WHAT IS EXPECTED:
Rewrite the stretch of material that opens with the line containing "Question. Provide the position of each instance of the painted" and closes with the line containing "x=186 y=211", both included, as a Markdown table with the columns No. and Text, one line per row, skipping any blank lines.

-- BEGIN --

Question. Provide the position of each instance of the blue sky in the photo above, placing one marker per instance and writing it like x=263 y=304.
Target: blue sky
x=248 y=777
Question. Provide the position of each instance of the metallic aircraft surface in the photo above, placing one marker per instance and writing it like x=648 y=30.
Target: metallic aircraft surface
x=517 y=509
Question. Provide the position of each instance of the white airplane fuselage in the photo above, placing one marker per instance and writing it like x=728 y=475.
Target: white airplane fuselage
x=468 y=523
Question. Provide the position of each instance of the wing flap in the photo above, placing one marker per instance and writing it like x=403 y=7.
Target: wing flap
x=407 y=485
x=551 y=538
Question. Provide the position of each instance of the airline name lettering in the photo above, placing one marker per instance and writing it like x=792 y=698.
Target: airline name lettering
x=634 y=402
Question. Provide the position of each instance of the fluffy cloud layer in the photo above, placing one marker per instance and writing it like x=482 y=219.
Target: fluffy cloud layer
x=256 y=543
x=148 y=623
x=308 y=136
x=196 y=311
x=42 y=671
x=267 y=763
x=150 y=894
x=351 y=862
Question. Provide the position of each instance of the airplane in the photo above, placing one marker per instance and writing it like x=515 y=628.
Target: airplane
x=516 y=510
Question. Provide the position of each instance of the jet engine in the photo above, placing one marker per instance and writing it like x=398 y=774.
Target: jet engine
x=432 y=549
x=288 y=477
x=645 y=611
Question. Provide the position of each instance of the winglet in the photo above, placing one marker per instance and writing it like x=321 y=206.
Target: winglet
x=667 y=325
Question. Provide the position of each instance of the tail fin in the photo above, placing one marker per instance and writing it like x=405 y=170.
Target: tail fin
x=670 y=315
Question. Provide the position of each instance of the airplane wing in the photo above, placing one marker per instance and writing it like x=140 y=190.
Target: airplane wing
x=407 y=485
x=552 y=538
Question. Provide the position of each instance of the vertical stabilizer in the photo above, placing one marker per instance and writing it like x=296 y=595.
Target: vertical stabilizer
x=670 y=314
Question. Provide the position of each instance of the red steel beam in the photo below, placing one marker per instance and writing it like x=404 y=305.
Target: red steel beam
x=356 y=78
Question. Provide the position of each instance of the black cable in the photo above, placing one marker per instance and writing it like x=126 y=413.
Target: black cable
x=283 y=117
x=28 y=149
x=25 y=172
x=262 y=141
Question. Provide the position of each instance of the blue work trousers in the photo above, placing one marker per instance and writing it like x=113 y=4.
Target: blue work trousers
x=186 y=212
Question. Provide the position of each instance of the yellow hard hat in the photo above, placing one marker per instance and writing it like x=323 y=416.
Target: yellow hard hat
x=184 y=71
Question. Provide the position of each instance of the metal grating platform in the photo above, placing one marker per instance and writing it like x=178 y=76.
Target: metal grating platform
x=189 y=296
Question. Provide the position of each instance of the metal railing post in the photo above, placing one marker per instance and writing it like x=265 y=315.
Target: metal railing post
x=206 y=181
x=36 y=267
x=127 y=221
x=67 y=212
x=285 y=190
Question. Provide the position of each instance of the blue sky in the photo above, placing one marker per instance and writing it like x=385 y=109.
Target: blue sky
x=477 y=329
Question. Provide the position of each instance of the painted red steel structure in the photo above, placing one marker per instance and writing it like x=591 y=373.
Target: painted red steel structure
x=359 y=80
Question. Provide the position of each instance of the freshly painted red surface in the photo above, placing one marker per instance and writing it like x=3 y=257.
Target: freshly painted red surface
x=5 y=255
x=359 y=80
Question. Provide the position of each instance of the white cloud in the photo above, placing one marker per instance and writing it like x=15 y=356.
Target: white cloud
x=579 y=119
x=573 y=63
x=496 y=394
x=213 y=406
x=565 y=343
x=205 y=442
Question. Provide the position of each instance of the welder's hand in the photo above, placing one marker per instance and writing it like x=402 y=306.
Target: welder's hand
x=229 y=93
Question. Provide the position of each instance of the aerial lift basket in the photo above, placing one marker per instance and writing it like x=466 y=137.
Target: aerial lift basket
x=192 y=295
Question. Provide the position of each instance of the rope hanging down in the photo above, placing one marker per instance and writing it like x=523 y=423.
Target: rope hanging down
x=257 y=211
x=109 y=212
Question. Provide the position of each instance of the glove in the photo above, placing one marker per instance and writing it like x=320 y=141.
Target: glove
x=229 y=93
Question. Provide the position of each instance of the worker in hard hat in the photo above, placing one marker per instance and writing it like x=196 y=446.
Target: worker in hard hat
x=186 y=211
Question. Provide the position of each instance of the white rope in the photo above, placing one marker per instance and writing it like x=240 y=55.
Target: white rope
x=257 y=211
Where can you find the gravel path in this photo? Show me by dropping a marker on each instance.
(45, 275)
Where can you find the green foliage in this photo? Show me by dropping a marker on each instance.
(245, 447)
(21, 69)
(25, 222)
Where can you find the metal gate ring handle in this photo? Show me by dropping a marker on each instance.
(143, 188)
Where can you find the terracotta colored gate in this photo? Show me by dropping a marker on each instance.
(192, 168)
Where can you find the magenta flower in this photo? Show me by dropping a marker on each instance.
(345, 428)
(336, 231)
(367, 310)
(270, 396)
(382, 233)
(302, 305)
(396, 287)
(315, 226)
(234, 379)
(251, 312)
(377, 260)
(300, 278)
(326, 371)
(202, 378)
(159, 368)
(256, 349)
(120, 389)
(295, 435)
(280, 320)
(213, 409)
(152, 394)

-- END --
-- BEGIN --

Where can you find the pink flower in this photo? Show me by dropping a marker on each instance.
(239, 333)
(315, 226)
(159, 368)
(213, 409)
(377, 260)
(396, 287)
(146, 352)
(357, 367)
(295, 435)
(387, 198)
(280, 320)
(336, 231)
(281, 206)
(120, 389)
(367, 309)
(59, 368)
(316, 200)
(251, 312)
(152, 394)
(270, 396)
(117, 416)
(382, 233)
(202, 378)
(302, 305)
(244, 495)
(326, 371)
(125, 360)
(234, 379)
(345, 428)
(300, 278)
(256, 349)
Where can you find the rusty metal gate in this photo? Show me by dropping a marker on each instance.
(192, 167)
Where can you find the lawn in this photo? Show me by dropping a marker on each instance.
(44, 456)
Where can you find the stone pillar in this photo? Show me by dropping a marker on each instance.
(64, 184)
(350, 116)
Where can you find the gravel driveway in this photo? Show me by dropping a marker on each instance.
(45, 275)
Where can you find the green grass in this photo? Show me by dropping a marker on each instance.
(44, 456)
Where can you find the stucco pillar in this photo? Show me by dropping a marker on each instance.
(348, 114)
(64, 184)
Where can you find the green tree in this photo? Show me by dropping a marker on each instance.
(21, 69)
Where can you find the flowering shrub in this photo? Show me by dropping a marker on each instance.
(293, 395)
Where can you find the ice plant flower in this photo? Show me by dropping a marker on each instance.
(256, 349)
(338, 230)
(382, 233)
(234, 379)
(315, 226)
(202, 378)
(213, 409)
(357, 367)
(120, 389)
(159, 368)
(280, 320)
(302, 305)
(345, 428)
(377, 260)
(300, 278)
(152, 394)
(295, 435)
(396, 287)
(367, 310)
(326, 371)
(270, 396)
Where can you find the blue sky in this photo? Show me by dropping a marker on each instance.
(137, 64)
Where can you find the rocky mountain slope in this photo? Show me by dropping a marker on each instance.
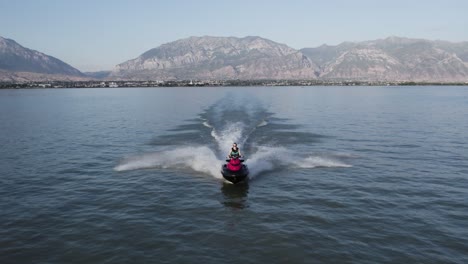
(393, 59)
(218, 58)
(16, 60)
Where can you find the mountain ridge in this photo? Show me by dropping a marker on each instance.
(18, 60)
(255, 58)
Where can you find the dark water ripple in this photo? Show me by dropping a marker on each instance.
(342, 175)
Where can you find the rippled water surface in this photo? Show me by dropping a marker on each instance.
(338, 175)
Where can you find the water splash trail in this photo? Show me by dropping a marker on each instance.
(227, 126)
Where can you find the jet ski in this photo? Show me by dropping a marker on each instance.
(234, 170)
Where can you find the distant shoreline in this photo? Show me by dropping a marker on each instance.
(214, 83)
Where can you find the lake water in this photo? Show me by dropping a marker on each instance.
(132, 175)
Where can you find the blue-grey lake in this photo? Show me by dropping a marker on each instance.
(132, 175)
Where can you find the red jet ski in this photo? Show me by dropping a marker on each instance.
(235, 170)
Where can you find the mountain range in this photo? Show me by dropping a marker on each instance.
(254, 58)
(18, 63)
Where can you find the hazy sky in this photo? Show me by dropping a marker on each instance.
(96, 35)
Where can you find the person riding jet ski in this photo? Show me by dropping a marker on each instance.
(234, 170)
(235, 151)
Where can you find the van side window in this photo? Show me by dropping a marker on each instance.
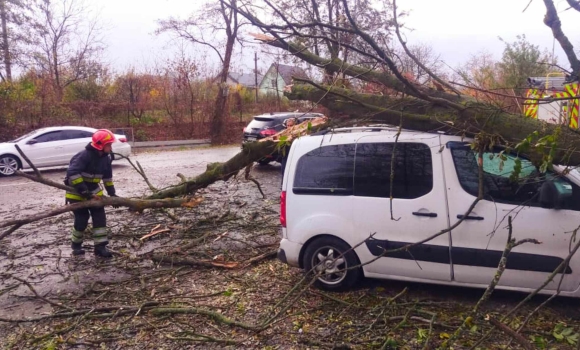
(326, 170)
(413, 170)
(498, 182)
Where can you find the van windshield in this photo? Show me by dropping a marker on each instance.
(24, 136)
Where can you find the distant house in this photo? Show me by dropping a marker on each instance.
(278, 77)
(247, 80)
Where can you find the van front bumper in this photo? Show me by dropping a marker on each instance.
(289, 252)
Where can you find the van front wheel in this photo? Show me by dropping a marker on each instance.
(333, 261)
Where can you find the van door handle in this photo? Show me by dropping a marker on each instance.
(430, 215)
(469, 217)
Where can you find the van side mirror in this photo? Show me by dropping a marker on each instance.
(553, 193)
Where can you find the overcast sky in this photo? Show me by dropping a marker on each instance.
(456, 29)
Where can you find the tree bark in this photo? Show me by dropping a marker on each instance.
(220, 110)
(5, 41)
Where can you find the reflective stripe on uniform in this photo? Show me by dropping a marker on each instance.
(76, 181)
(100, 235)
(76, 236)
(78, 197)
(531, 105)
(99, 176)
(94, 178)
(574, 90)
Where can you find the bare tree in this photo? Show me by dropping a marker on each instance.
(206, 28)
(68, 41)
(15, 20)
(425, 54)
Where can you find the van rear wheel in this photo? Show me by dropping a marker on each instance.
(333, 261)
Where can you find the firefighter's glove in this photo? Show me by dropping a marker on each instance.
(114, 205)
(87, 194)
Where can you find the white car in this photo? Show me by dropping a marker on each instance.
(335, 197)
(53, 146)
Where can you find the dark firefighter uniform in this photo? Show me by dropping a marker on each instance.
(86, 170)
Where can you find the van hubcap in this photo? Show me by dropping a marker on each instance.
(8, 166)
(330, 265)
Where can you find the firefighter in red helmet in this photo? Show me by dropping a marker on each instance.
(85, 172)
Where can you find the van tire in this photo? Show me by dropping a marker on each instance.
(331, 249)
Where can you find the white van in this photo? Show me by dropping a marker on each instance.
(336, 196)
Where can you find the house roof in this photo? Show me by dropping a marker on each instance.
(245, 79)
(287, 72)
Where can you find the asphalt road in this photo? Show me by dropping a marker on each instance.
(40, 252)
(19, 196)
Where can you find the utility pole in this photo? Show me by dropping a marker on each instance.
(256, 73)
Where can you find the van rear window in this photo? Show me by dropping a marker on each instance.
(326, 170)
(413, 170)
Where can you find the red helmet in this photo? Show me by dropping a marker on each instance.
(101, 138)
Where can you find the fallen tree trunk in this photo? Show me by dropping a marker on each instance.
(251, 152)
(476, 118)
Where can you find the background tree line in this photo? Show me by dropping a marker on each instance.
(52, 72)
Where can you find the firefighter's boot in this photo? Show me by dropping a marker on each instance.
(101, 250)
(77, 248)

-- END --

SOLUTION FOR THIS PROBLEM:
| No. | Text |
|---|---|
| 1 | Question. Provide the position of each instance of the painted red steel structure in the photo above, placing one marker per instance and writing it like x=591 y=373. |
| 2 | Target: painted red steel structure |
| 3 | x=359 y=80 |
| 4 | Question. Provide the position of each instance of the freshly painted red surface in the photo above, placing one marker per instance and writing it like x=3 y=257. |
| 5 | Target: freshly painted red surface |
| 6 | x=5 y=255 |
| 7 | x=359 y=80 |
| 8 | Question. Provide the position of each instance of the white cloud in the photo above, placing one marker per instance and writing it like x=15 y=356. |
| 9 | Target: white cloud |
| 10 | x=579 y=119 |
| 11 | x=573 y=63 |
| 12 | x=496 y=394 |
| 13 | x=213 y=406 |
| 14 | x=565 y=343 |
| 15 | x=205 y=442 |
| 16 | Question. Provide the position of each instance of the welder's hand in the photo above, placing one marker per instance and writing it like x=402 y=306. |
| 17 | Target: welder's hand |
| 18 | x=229 y=93 |
| 19 | Question. Provide the position of each instance of the aerial lift basket in the photo above, placing one marker per instance and writing it like x=466 y=137. |
| 20 | Target: aerial lift basket |
| 21 | x=192 y=295 |
| 22 | Question. Provide the position of each instance of the rope hanging down in the photo above, placing one marker per instance and writing it like x=523 y=423. |
| 23 | Target: rope hanging down |
| 24 | x=257 y=211 |
| 25 | x=109 y=212 |
| 26 | Question. Provide the position of each instance of the glove in the photo above, placing one marker per instance and writing it like x=320 y=141. |
| 27 | Target: glove |
| 28 | x=229 y=93 |
| 29 | Question. Provide the position of each instance of the worker in hard hat in the photo above, placing one marker per instance and writing it like x=196 y=446. |
| 30 | Target: worker in hard hat |
| 31 | x=186 y=211 |